**YOUR GOAL**
Count the lines below that contain the word "clicks" and reply with only that number.

PROVIDED RECORDS below:

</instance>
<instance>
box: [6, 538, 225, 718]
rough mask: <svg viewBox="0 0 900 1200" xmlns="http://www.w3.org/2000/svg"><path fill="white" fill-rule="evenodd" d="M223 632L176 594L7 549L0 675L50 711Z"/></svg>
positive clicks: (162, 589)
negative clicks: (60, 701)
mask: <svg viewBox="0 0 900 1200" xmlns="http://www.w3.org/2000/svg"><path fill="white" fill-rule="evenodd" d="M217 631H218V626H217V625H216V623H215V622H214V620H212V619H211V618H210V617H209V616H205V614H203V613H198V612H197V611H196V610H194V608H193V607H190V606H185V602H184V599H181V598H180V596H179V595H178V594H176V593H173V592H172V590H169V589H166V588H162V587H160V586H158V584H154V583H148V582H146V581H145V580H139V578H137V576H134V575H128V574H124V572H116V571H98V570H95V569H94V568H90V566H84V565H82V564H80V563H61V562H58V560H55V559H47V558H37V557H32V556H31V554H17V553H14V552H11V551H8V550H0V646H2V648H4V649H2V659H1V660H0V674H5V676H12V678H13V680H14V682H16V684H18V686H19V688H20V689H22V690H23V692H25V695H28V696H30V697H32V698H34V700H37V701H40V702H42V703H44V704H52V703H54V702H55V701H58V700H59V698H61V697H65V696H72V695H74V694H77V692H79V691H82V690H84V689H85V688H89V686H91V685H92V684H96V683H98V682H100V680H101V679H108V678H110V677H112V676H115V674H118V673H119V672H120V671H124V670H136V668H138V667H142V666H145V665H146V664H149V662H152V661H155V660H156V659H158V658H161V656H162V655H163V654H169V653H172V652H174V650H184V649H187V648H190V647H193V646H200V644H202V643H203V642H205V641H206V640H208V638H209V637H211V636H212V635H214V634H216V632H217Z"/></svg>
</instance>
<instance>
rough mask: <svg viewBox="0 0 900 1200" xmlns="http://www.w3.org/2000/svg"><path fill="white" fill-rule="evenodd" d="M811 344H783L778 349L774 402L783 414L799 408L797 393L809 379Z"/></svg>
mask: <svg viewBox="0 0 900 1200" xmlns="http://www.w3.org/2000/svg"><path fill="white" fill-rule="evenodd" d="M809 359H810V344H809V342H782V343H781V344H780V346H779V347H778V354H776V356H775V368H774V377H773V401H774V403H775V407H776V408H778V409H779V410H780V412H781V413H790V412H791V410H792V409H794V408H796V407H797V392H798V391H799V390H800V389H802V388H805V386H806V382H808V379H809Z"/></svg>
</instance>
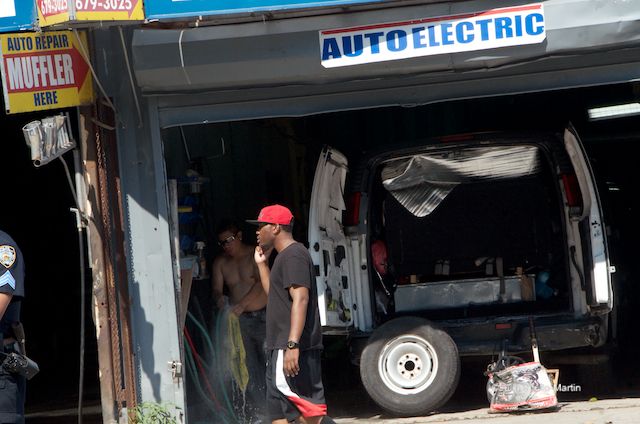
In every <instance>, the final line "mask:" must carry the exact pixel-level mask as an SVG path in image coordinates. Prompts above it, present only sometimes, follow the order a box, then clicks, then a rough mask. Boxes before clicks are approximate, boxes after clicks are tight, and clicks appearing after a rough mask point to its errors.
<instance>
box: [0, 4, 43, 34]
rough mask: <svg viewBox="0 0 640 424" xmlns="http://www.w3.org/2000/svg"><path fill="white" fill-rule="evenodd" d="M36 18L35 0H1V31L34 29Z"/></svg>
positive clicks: (1, 31)
mask: <svg viewBox="0 0 640 424" xmlns="http://www.w3.org/2000/svg"><path fill="white" fill-rule="evenodd" d="M36 19H37V18H36V2H35V1H34V0H0V32H13V31H21V30H25V29H33V28H34V23H35V22H36Z"/></svg>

End of PROVIDED RECORDS.

**RESPONSE FOR THIS EXERCISE**
4